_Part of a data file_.
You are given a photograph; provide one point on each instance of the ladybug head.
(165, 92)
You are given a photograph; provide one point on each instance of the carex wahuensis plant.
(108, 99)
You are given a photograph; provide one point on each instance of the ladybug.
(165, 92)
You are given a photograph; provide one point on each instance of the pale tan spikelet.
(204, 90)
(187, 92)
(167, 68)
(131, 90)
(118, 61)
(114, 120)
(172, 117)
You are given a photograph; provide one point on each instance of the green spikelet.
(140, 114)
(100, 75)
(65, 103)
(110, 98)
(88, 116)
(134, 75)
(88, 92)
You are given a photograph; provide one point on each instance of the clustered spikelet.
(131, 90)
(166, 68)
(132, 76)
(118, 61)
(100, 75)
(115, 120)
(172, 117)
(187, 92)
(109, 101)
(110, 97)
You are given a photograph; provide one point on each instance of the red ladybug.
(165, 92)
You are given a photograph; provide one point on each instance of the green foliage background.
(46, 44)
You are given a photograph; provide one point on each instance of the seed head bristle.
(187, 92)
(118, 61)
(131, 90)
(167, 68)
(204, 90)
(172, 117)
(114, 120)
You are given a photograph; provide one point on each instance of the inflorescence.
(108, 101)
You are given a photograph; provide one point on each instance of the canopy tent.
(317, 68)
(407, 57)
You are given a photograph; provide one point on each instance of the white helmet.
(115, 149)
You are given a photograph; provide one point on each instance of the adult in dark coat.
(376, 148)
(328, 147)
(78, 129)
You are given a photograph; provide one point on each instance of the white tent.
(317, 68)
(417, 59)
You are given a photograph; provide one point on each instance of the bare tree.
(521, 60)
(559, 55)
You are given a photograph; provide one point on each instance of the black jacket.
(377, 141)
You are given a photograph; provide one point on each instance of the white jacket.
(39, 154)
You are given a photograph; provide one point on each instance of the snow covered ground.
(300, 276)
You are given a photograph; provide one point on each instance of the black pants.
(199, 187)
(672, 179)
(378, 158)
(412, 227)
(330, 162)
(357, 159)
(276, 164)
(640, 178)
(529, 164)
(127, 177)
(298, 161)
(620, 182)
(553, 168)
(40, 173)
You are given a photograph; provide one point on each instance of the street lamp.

_GIVEN TASK_.
Offset the coordinates in the answers by adding 136 to every number, and reproduce the records from the line containing "pale tan spikelet." through the end of the records, both included, with the requests unchanged.

_WRITTEN RESPONSE_.
You are given a photograph; provide one point on each instance of the pale tan spikelet.
(340, 226)
(323, 228)
(303, 204)
(267, 226)
(254, 197)
(250, 256)
(308, 253)
You are given a photograph; provide one point on each instance of the green spikelet.
(276, 250)
(236, 211)
(201, 239)
(246, 234)
(224, 252)
(270, 211)
(224, 228)
You are given a photograph; provide one point on each instance of the clustered spikelet.
(267, 226)
(302, 204)
(268, 212)
(254, 197)
(236, 211)
(251, 256)
(308, 253)
(323, 228)
(245, 237)
(246, 233)
You are given a photograph; provide one point on each instance of the red ladybug.
(301, 228)
You are given a photograph; provide one point on each instance of the green foliage background.
(182, 180)
You are given a photograph; provide one point on each instance of the seed head bristle.
(323, 228)
(254, 197)
(267, 226)
(303, 204)
(340, 226)
(308, 253)
(250, 256)
You are given a photograph; provide one point on each instance of the inflorescence.
(244, 237)
You are given a photograph; provide one point on each instance of the canopy tent.
(453, 204)
(543, 193)
You are given a photograph; provide one point on each instance of the white helmet.
(251, 285)
You are given a photograph; provide one point on each instance of the adult in dark coat.
(512, 284)
(464, 283)
(214, 265)
You are given a photograph; provide one point on each instance of the white tent.
(453, 204)
(553, 195)
You are given a photograph; provide one point on each instance of the bare tree.
(657, 196)
(695, 191)
You are given a photograph; provide one point on each instance of the black jacket.
(513, 277)
You are given a photograph; provide one point on each instance of the white jacket.
(175, 290)
You are given a photograph; provide one point on each instance of the snow covered ground.
(436, 412)
You are given a photograph; provide one point on each instance of the black pants.
(335, 323)
(808, 315)
(514, 294)
(548, 363)
(466, 298)
(493, 295)
(412, 300)
(776, 314)
(665, 300)
(263, 313)
(434, 297)
(756, 318)
(689, 304)
(176, 309)
You are given a photograph; provide one point on each instance of the street lamp.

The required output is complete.